Provided information:
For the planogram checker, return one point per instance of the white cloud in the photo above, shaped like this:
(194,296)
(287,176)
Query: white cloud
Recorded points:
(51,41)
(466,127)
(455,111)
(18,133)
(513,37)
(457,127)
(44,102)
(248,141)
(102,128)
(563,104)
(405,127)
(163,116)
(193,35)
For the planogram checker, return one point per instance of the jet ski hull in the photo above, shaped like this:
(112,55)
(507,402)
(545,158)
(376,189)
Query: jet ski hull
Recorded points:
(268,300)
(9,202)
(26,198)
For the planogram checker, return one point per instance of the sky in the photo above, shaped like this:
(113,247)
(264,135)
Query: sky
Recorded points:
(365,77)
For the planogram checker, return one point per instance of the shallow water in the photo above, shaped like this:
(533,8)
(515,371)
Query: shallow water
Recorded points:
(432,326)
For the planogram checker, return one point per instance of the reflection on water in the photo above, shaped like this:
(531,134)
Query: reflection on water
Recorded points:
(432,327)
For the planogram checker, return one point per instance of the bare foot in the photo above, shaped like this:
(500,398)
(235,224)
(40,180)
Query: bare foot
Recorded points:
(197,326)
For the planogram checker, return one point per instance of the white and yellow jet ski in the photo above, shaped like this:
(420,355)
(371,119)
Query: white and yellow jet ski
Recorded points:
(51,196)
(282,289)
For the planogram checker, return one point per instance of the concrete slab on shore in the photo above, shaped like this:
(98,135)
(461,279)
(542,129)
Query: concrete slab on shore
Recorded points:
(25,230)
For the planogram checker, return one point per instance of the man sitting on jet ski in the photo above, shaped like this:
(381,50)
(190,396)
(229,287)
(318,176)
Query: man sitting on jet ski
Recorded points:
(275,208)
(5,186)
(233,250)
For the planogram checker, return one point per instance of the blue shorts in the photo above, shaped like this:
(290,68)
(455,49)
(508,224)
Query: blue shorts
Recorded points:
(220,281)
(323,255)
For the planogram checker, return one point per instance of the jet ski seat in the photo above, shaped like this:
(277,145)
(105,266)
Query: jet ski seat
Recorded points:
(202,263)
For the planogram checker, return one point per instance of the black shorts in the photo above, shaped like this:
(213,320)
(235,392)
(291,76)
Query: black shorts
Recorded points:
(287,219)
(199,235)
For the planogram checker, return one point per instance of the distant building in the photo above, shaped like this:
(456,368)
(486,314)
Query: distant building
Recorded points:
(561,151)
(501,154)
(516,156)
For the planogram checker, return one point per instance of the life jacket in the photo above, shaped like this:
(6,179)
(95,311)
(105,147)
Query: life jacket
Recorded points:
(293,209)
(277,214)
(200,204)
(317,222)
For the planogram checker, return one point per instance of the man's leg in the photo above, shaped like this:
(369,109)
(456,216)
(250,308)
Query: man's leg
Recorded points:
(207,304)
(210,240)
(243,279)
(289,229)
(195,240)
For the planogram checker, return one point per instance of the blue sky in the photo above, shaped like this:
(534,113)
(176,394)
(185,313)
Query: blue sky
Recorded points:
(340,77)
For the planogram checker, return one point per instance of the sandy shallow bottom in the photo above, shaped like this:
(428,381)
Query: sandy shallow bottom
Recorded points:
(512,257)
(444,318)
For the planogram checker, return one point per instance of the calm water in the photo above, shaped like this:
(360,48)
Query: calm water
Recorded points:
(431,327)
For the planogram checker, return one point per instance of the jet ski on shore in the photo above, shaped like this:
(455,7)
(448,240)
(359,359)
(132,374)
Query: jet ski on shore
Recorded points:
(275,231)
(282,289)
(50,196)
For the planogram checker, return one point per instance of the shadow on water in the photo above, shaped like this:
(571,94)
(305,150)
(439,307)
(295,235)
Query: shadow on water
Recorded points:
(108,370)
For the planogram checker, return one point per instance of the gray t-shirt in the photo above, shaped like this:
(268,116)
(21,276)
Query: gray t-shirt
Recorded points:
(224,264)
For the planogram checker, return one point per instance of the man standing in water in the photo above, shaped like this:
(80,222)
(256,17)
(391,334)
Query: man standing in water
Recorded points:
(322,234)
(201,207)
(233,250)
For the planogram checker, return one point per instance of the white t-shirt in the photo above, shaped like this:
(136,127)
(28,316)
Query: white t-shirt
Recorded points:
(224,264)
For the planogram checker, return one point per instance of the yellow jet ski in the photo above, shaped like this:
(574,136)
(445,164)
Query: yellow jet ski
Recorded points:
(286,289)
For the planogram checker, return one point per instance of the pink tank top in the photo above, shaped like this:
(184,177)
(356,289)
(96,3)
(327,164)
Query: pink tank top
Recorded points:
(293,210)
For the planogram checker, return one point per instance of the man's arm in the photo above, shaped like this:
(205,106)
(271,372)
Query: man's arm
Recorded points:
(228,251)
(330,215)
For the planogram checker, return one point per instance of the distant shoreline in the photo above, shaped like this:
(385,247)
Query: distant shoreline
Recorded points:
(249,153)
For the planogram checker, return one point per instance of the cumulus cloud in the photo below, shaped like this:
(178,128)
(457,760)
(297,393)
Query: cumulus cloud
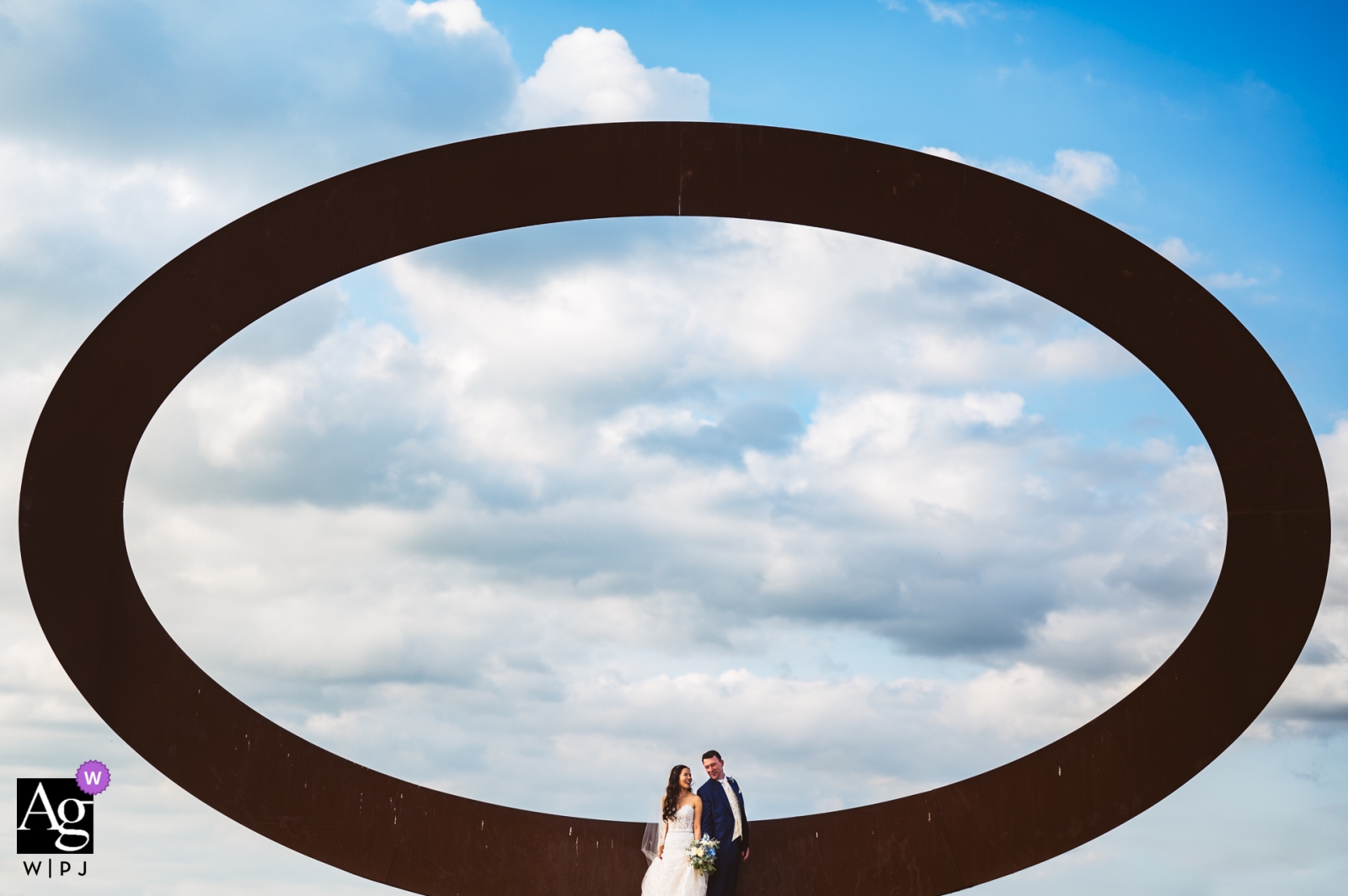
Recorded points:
(456,18)
(1233,280)
(620,469)
(1176,251)
(1076,175)
(593,76)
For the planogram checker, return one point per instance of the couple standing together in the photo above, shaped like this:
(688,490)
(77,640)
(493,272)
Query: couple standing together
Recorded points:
(716,810)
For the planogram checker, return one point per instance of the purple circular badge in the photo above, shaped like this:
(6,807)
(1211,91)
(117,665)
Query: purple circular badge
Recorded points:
(94,778)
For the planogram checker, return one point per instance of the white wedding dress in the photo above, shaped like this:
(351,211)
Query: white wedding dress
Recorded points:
(671,875)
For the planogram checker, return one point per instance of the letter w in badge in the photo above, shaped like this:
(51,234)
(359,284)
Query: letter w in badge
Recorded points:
(56,817)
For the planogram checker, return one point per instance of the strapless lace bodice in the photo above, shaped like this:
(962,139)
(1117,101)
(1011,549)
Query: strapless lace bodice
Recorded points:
(671,875)
(682,819)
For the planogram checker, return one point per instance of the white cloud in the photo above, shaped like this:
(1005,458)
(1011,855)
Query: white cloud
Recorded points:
(1078,175)
(1233,280)
(1176,251)
(960,13)
(945,154)
(516,525)
(456,18)
(593,76)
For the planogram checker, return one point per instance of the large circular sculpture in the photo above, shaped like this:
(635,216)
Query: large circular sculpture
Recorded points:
(278,785)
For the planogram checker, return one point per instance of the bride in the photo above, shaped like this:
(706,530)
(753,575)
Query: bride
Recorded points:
(680,825)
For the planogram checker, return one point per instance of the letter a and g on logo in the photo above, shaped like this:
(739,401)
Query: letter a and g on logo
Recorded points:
(56,817)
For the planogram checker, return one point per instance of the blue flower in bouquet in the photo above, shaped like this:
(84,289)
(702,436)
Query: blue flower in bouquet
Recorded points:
(701,855)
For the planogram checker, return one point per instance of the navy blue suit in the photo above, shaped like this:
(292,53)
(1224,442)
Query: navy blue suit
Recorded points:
(719,824)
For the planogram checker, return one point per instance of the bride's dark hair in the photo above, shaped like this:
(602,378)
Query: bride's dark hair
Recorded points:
(671,792)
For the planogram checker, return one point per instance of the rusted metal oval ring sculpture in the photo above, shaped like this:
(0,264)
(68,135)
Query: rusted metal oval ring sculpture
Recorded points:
(283,787)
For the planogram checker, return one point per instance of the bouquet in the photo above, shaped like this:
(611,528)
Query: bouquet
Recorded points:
(701,855)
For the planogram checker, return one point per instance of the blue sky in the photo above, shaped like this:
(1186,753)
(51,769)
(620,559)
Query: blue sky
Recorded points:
(600,496)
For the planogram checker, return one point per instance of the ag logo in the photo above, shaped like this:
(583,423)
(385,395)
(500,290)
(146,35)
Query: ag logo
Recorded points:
(54,817)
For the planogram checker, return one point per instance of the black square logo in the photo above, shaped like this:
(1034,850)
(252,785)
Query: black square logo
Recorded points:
(56,817)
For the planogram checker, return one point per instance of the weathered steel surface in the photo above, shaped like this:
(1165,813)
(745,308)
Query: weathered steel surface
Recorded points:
(1057,798)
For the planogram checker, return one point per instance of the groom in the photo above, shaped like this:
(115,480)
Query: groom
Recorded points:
(725,819)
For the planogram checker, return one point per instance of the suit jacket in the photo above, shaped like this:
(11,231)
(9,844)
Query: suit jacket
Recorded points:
(718,819)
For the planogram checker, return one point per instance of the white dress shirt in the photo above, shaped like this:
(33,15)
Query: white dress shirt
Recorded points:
(735,808)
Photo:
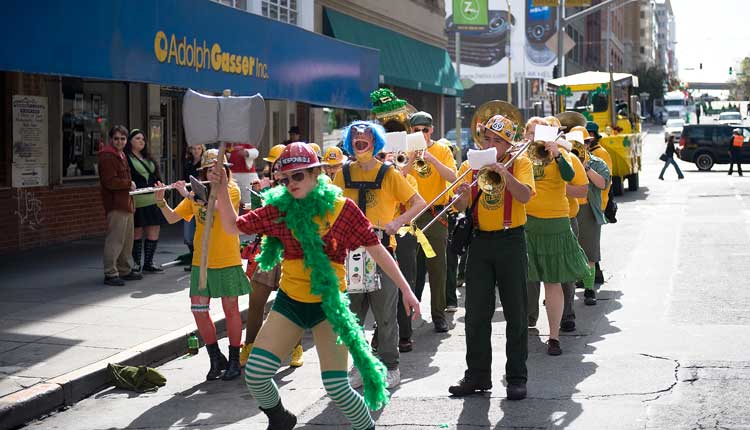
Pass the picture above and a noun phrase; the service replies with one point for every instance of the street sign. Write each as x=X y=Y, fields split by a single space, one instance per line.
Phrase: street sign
x=470 y=15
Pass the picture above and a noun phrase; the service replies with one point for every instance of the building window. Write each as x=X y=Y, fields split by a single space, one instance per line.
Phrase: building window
x=280 y=10
x=90 y=108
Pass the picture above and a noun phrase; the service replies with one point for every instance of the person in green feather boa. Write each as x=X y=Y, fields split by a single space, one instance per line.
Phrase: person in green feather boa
x=309 y=229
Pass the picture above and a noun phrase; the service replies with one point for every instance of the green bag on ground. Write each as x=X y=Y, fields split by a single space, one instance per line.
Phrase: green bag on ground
x=136 y=378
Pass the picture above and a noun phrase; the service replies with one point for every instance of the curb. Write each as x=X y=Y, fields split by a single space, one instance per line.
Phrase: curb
x=19 y=408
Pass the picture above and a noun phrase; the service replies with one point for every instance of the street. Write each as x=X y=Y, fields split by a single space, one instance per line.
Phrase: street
x=665 y=347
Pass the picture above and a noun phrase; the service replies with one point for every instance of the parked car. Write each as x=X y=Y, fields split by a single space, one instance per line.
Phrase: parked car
x=673 y=128
x=466 y=141
x=730 y=118
x=706 y=145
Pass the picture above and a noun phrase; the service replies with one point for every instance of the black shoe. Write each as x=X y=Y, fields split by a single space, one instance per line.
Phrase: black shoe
x=589 y=297
x=279 y=418
x=114 y=281
x=516 y=391
x=568 y=326
x=553 y=347
x=405 y=345
x=152 y=269
x=218 y=362
x=132 y=276
x=441 y=326
x=233 y=367
x=467 y=385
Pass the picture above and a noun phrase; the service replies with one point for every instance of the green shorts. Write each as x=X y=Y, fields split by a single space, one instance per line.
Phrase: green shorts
x=305 y=315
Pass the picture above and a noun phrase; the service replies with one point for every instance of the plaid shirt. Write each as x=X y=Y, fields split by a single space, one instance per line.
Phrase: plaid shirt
x=349 y=231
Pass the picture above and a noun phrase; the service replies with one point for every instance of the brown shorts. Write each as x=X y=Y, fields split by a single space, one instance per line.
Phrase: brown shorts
x=269 y=279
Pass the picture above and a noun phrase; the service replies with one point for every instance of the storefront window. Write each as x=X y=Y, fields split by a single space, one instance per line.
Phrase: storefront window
x=89 y=109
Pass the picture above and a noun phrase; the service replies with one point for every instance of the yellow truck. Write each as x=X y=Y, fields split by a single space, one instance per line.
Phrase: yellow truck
x=607 y=99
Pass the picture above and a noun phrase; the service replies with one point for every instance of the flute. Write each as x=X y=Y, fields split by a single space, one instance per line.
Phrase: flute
x=166 y=187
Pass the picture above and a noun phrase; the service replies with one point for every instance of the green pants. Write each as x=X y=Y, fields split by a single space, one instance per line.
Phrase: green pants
x=497 y=260
x=437 y=235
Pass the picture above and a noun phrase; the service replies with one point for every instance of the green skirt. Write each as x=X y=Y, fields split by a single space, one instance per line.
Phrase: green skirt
x=225 y=282
x=554 y=253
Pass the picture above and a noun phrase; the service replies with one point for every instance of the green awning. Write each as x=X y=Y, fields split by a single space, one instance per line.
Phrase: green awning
x=404 y=62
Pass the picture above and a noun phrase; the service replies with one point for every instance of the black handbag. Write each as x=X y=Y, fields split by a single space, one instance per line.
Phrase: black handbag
x=461 y=235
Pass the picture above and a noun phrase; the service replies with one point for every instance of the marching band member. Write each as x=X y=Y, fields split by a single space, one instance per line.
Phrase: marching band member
x=554 y=253
x=497 y=259
x=591 y=216
x=334 y=160
x=226 y=279
x=440 y=169
x=309 y=228
x=378 y=188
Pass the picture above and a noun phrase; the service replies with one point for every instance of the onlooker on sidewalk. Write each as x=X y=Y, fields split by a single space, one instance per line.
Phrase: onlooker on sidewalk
x=114 y=175
x=192 y=163
x=148 y=219
x=735 y=151
x=668 y=158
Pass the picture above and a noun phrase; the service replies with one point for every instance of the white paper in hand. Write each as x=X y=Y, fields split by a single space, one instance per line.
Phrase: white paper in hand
x=395 y=141
x=480 y=158
x=415 y=141
x=545 y=133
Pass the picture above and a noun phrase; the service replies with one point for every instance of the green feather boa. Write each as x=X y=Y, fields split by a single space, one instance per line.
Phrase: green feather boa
x=297 y=215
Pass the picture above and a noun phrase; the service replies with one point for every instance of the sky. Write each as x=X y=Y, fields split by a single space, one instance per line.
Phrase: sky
x=715 y=33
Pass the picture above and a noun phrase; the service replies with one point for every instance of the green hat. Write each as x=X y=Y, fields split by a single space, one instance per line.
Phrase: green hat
x=420 y=118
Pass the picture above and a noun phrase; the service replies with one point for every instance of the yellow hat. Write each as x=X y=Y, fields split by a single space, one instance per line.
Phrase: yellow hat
x=586 y=135
x=274 y=153
x=553 y=121
x=501 y=126
x=333 y=156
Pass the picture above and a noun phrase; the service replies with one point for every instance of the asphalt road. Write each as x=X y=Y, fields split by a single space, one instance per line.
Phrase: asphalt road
x=666 y=347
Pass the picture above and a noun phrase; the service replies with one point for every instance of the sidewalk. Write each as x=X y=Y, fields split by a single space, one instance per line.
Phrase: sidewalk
x=61 y=325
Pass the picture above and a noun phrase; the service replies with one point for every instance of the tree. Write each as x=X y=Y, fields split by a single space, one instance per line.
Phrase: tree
x=740 y=86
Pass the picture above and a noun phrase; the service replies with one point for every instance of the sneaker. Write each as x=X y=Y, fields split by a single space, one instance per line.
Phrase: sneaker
x=589 y=297
x=355 y=379
x=466 y=386
x=568 y=326
x=516 y=391
x=114 y=281
x=247 y=348
x=296 y=360
x=132 y=276
x=393 y=378
x=405 y=345
x=553 y=347
x=152 y=269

Problem to solve: In the entries, find every line holding "strapless" and copy it.

Task output:
For the planogram checker, return one point per instance of the strapless lace bodice in the photo above, shaped like this:
Query: strapless lace bodice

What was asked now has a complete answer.